=== Written task ===
Extract every line of the entries that contains the word "peace", copying each one whole and in its original order.

=== Stored rows ===
----

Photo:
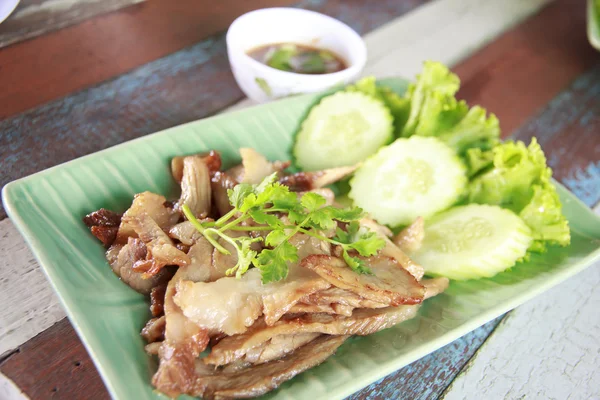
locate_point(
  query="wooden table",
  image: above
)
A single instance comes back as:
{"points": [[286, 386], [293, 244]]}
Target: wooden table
{"points": [[162, 63]]}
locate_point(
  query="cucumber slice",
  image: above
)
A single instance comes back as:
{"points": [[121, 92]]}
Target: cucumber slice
{"points": [[473, 241], [410, 178], [343, 129]]}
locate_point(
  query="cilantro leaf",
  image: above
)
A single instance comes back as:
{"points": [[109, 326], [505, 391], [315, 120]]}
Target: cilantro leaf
{"points": [[296, 216], [273, 264], [266, 183], [312, 201], [368, 244], [321, 219], [347, 214], [356, 264], [238, 194], [275, 237], [262, 217]]}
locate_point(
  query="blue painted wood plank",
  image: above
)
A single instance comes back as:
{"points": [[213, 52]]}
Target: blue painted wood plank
{"points": [[428, 377], [568, 130], [187, 85]]}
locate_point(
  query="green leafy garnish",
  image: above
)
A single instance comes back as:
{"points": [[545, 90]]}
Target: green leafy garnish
{"points": [[516, 177], [434, 111], [261, 205], [399, 107]]}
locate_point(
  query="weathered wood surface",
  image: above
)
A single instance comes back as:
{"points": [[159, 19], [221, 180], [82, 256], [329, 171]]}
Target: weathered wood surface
{"points": [[550, 346], [151, 98], [546, 349], [50, 367], [64, 61], [397, 383], [35, 17]]}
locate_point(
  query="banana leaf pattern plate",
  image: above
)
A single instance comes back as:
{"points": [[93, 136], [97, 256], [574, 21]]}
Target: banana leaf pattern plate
{"points": [[47, 209]]}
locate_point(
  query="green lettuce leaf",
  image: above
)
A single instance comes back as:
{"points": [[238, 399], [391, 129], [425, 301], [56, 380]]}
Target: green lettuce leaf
{"points": [[434, 111], [435, 78], [516, 177], [399, 106]]}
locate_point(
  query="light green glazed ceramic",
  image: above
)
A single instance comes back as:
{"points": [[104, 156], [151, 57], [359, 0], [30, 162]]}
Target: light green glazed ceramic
{"points": [[47, 209], [593, 23]]}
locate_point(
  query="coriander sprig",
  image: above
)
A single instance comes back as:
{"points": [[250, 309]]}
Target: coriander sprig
{"points": [[263, 204]]}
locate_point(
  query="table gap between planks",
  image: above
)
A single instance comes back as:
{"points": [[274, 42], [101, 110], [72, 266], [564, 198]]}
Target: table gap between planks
{"points": [[524, 58]]}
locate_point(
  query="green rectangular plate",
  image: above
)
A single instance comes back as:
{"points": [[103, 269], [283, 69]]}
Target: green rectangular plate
{"points": [[47, 209]]}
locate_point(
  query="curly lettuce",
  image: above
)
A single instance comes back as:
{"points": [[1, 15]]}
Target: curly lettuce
{"points": [[434, 111], [399, 106], [515, 176]]}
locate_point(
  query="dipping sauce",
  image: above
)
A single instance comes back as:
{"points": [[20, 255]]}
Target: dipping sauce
{"points": [[298, 58]]}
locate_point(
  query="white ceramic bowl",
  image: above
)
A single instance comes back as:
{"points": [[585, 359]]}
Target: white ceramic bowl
{"points": [[290, 25]]}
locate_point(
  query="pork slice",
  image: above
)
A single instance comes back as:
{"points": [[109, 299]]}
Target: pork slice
{"points": [[155, 206], [259, 379], [123, 258], [212, 160], [435, 286], [391, 284], [228, 305], [220, 183], [184, 341], [281, 296], [104, 225], [391, 250], [160, 248], [305, 181], [255, 167], [333, 308], [157, 300], [410, 238], [339, 296], [277, 347], [362, 322], [303, 308], [195, 186], [154, 331], [185, 232]]}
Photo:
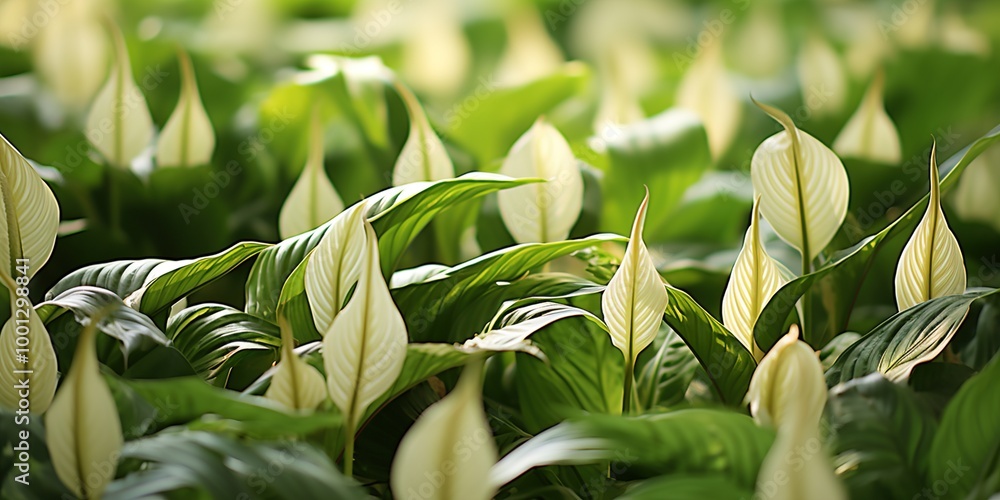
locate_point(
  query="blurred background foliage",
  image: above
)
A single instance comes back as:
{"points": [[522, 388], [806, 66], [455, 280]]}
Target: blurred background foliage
{"points": [[618, 78]]}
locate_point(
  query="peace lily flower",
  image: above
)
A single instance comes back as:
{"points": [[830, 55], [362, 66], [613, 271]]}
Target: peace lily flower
{"points": [[931, 264], [788, 392], [119, 125], [71, 54], [187, 138], [755, 278], [870, 134], [546, 211]]}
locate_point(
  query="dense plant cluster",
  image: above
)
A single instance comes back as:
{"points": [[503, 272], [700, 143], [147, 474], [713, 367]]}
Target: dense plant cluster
{"points": [[371, 273]]}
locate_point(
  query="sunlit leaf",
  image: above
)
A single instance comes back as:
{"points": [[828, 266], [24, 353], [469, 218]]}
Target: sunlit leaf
{"points": [[83, 431], [119, 125], [450, 448], [37, 368], [706, 90], [802, 185], [931, 264], [335, 265], [29, 220], [541, 212], [754, 280], [365, 346], [788, 392], [423, 157], [870, 134], [188, 138], [295, 383], [313, 199]]}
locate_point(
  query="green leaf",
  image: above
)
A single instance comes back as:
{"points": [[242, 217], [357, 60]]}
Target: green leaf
{"points": [[192, 464], [138, 335], [665, 378], [984, 346], [397, 214], [880, 437], [849, 267], [908, 338], [582, 374], [190, 401], [692, 441], [699, 487], [668, 153], [967, 445], [490, 128], [152, 285], [729, 365], [431, 307], [207, 334]]}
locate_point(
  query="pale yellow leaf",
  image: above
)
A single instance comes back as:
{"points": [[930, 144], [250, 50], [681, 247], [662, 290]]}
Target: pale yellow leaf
{"points": [[755, 278], [187, 139], [635, 299], [423, 157], [530, 53], [436, 55], [313, 199], [870, 134], [119, 125], [364, 349], [706, 90], [931, 264], [802, 185], [29, 220], [788, 392], [335, 265], [295, 383], [449, 451], [31, 340], [71, 54], [82, 428], [542, 212]]}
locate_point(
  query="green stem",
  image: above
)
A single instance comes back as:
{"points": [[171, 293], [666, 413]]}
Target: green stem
{"points": [[806, 297], [627, 392], [114, 206], [349, 451]]}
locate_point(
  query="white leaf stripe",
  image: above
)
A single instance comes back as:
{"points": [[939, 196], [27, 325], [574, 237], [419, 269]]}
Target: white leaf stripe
{"points": [[30, 218], [635, 299], [83, 431], [295, 384], [423, 157], [542, 212], [451, 441], [364, 349], [803, 186], [870, 134], [187, 138], [754, 279], [313, 200], [335, 265], [931, 264]]}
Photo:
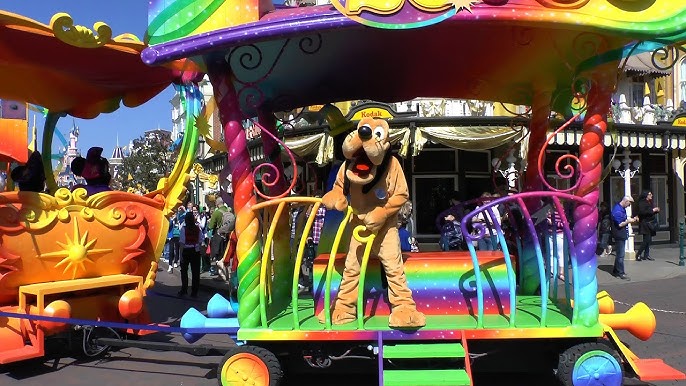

----

=== Response to this exercise ===
  query="peace lily flower",
Target: peace lily flower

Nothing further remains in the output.